_REQUIRED TASK:_ Rewrite the listing from the line with "Mark the region of every instance of the tree trunk." through the line with "157], [216, 149]]", swapping "even-odd fill rule" for "nonzero winding rule" and leaving everything else as it is.

_RECORDS FOR THE TASK:_
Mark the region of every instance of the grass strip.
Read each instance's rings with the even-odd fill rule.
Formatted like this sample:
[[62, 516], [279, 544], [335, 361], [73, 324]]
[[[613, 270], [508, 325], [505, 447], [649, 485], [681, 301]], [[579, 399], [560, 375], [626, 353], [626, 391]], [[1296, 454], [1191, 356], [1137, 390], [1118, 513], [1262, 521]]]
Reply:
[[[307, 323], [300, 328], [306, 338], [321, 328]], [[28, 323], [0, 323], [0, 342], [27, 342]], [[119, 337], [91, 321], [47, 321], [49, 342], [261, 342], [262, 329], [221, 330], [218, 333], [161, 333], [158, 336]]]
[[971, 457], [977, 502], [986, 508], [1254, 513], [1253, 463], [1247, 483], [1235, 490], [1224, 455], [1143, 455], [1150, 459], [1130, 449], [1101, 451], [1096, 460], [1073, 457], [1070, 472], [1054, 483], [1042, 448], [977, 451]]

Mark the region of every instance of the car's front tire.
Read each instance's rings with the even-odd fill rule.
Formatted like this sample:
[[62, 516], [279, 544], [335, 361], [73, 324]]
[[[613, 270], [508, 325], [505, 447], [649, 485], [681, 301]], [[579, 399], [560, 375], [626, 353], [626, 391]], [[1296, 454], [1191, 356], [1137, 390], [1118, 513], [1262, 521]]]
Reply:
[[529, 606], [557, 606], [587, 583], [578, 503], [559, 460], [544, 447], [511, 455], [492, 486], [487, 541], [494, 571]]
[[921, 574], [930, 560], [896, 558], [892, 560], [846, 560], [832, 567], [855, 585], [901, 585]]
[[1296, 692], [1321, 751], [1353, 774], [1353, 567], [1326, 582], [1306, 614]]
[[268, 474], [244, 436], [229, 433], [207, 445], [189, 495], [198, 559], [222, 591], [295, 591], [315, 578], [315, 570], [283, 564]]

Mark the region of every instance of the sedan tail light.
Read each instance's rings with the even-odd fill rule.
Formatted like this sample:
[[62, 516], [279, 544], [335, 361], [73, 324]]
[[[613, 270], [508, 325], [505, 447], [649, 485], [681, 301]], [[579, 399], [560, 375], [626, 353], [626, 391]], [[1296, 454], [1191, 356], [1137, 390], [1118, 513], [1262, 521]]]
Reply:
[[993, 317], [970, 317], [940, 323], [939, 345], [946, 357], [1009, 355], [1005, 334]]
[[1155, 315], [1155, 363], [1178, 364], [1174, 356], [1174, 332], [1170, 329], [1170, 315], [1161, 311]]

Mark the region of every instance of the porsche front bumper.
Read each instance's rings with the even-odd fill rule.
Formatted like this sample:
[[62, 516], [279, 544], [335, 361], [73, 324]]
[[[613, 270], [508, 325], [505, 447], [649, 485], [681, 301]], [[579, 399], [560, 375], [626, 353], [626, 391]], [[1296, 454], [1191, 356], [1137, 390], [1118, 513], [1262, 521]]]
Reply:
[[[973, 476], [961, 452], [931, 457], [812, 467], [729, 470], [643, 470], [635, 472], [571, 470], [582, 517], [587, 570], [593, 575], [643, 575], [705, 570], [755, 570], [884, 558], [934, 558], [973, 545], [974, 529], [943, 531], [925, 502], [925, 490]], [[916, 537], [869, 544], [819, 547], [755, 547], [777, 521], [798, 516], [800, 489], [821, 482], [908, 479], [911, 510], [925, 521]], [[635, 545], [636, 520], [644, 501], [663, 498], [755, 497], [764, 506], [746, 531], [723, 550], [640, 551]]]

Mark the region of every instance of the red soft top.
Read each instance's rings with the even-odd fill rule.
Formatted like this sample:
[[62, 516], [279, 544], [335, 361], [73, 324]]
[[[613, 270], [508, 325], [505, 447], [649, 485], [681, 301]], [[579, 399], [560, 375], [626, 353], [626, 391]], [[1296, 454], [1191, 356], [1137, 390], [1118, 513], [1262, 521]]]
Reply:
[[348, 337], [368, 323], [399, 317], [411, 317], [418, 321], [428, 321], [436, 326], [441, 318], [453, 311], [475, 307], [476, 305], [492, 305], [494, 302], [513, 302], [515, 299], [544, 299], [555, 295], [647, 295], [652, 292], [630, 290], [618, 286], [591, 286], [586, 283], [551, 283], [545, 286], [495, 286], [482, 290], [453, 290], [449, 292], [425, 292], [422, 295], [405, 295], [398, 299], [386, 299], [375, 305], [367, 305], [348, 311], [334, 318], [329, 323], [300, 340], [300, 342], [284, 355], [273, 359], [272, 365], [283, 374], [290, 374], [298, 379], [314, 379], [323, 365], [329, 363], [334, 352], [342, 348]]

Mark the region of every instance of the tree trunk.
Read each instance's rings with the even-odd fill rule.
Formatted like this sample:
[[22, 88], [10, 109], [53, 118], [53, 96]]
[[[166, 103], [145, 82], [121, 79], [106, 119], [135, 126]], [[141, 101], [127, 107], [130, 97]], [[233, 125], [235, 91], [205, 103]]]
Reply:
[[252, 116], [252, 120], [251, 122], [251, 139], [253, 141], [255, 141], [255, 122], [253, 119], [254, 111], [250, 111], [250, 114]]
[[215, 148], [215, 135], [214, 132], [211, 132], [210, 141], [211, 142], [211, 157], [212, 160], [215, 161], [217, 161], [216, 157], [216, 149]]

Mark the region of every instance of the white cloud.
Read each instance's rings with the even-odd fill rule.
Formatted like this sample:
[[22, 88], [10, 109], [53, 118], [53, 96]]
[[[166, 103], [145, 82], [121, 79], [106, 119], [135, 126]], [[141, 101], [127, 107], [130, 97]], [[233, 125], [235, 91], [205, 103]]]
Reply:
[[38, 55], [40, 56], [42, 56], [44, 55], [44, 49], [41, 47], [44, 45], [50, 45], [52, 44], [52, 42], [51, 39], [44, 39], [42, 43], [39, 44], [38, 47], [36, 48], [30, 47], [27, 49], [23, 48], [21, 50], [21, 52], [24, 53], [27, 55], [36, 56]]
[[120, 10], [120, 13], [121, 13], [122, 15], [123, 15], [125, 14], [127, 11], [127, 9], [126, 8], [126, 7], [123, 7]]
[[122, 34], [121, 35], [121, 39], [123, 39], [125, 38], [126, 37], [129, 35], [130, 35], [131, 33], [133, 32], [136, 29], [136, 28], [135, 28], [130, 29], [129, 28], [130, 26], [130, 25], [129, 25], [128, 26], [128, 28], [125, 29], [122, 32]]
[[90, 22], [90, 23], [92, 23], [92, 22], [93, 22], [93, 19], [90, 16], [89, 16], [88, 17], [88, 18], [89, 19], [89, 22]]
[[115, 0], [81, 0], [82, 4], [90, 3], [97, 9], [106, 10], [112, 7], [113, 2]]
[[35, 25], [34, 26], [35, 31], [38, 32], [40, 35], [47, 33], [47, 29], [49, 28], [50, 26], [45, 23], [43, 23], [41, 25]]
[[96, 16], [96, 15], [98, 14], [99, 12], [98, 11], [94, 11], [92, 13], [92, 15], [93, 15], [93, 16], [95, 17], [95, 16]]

--

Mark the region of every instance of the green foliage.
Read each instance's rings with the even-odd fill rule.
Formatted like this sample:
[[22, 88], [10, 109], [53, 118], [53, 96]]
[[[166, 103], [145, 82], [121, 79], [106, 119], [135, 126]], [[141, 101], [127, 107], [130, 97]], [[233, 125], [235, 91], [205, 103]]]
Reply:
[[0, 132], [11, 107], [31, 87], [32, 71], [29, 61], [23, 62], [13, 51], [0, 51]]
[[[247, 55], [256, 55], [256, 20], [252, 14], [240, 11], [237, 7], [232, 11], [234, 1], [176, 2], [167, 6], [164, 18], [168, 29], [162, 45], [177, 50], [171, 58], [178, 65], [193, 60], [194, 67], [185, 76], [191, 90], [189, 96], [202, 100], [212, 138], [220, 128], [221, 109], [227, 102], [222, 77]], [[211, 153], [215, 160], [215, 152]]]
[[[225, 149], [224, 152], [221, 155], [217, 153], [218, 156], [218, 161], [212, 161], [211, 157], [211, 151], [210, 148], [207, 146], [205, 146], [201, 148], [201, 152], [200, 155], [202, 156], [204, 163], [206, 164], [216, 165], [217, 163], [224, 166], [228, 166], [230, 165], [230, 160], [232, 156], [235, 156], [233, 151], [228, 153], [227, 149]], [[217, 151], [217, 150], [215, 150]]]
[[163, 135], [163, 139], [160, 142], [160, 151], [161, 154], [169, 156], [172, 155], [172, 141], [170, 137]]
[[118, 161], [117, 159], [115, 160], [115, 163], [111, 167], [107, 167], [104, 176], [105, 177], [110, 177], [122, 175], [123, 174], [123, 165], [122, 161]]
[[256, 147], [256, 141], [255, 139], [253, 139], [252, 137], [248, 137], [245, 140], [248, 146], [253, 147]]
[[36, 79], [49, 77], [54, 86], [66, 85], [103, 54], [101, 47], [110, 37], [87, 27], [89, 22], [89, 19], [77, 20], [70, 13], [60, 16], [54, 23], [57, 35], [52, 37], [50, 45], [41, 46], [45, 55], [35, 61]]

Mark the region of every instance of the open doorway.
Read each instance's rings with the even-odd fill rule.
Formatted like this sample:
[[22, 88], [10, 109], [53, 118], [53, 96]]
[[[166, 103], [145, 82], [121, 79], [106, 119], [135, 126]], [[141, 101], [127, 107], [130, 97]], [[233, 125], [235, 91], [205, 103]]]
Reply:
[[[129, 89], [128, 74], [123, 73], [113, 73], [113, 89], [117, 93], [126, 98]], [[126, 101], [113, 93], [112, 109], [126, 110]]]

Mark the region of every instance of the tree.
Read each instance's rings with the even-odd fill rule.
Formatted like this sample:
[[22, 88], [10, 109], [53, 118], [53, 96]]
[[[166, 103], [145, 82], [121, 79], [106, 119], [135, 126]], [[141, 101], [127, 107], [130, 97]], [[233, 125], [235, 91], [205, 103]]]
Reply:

_FINISHED EXERCISE:_
Mark the region of every instance of the tree trunk.
Read each instance's rings with the nonzero winding rule.
Formatted like this sample:
[[22, 88], [10, 109], [53, 118], [53, 96]]
[[[166, 103], [145, 82], [121, 79], [106, 119], [135, 126]], [[141, 101], [127, 107], [130, 97]], [[233, 125], [235, 91], [205, 103]]]
Reply:
[[252, 116], [252, 120], [251, 122], [251, 139], [253, 141], [255, 141], [255, 122], [253, 119], [254, 111], [250, 111], [250, 114]]
[[215, 148], [215, 135], [214, 132], [211, 132], [210, 141], [211, 142], [211, 157], [212, 160], [215, 161], [217, 161], [216, 157], [216, 149]]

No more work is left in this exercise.